_Document segment_:
====================

Ditch that rut

The Tunnel of Thorns.

Ruts. I’ve been stuck in a couple lately.

Take the 20-mile ride around the foothills. Please. Sure, you do enough of them, they add up to a nice pile of miles at week’s end. But still, damn.

Also, the not running. I never have been and never will be a “runner.” But as Richard Pryor has taught us, running is a useful skill to have at one’s disposal in case of emergency.

So I’m slowly easing back into running — nothing outlandish, just a 5K, one per week — just in case anybody gets the idea that I’d be a whole lot quieter in a hospital with my piehole wired shut.

The bosque (coyote not included).

And I’m trying to break my oh-so-convenient 20-miles-in-the-foothills habit. Today I logged a 33-miler, descending to the bosque for a looksee — some dipshit(s) have been setting fires down there — and then climbing back to El Rancho Pendejo.

====================

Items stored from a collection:
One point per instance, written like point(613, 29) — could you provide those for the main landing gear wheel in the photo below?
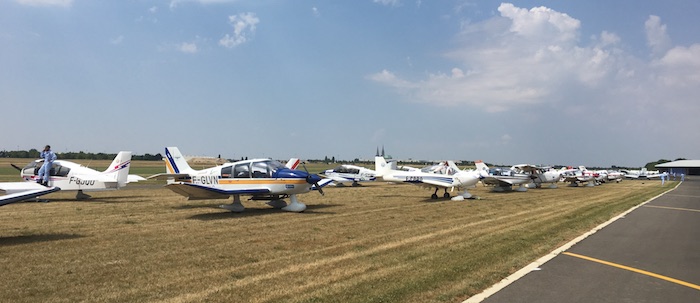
point(236, 206)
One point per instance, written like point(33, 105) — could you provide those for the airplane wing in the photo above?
point(322, 183)
point(166, 176)
point(492, 180)
point(336, 178)
point(438, 180)
point(19, 191)
point(200, 192)
point(527, 168)
point(134, 178)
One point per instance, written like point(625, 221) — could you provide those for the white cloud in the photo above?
point(188, 47)
point(527, 71)
point(388, 2)
point(523, 58)
point(63, 3)
point(243, 26)
point(657, 38)
point(116, 40)
point(175, 3)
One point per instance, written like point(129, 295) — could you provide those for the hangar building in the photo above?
point(688, 167)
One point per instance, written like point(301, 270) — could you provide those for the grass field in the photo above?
point(376, 243)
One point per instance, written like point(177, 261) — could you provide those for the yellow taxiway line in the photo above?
point(644, 272)
point(674, 208)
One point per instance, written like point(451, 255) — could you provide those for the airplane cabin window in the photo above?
point(58, 170)
point(241, 171)
point(260, 170)
point(226, 171)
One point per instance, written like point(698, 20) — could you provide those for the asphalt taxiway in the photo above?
point(651, 254)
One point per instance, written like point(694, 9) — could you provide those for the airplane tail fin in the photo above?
point(381, 167)
point(481, 167)
point(293, 163)
point(451, 164)
point(119, 169)
point(175, 163)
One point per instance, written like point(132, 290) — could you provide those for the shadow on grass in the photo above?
point(253, 212)
point(124, 199)
point(28, 239)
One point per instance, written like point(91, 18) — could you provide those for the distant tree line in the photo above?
point(33, 154)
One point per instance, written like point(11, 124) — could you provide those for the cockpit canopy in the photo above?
point(252, 169)
point(32, 169)
point(346, 170)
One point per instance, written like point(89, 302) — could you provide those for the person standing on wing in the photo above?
point(48, 157)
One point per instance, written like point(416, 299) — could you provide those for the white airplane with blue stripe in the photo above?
point(445, 175)
point(68, 176)
point(262, 179)
point(350, 173)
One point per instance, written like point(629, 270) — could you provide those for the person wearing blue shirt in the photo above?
point(48, 157)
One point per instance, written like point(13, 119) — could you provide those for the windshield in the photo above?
point(266, 168)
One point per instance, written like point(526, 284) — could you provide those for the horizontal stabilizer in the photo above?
point(166, 176)
point(26, 195)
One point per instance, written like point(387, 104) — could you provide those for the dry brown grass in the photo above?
point(377, 243)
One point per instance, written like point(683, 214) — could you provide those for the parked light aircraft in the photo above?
point(350, 173)
point(642, 174)
point(576, 176)
point(503, 179)
point(445, 175)
point(263, 179)
point(539, 174)
point(615, 176)
point(67, 175)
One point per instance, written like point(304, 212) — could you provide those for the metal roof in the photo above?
point(680, 163)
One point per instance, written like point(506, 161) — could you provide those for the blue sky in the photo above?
point(594, 83)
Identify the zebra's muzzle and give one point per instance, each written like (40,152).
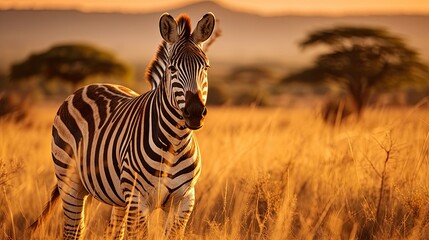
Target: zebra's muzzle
(194,111)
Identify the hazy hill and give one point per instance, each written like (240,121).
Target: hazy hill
(246,38)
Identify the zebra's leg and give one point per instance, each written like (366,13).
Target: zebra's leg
(176,225)
(137,215)
(73,195)
(116,228)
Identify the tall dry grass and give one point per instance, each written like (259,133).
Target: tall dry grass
(267,174)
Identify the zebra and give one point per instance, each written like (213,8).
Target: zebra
(136,152)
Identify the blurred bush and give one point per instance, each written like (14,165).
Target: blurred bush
(217,94)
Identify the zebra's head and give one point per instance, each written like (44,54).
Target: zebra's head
(187,65)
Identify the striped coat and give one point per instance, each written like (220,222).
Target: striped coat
(136,152)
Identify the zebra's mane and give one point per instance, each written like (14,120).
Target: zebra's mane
(156,68)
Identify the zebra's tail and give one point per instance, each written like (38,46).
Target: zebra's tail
(48,208)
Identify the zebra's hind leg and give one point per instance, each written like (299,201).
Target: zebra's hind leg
(73,195)
(116,228)
(177,223)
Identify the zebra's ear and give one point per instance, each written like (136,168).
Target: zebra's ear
(168,28)
(204,28)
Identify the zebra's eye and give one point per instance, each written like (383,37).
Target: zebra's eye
(172,69)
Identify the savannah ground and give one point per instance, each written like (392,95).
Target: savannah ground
(267,174)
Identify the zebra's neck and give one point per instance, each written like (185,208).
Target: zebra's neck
(156,69)
(168,125)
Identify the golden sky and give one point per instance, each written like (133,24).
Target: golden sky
(264,7)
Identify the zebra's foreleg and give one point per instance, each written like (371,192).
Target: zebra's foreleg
(116,227)
(177,224)
(137,215)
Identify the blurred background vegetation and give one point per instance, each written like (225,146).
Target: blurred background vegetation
(354,66)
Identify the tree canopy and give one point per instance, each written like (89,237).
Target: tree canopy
(70,62)
(360,60)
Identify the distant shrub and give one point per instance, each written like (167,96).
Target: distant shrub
(13,106)
(251,98)
(217,95)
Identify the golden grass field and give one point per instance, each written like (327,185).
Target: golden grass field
(267,174)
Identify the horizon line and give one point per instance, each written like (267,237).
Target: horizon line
(281,14)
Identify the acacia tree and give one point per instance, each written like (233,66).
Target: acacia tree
(361,60)
(70,62)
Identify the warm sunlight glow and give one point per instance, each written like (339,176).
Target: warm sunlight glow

====================

_About this exercise_: Write out the part of the post about ruts that starts with "Also, the not" and goes on through "case of emergency.", word for word. The listing has nothing to do with what you're asked to do here.

_Response box_:
Also, the not running. I never have been and never will be a “runner.” But as Richard Pryor has taught us, running is a useful skill to have at one’s disposal in case of emergency.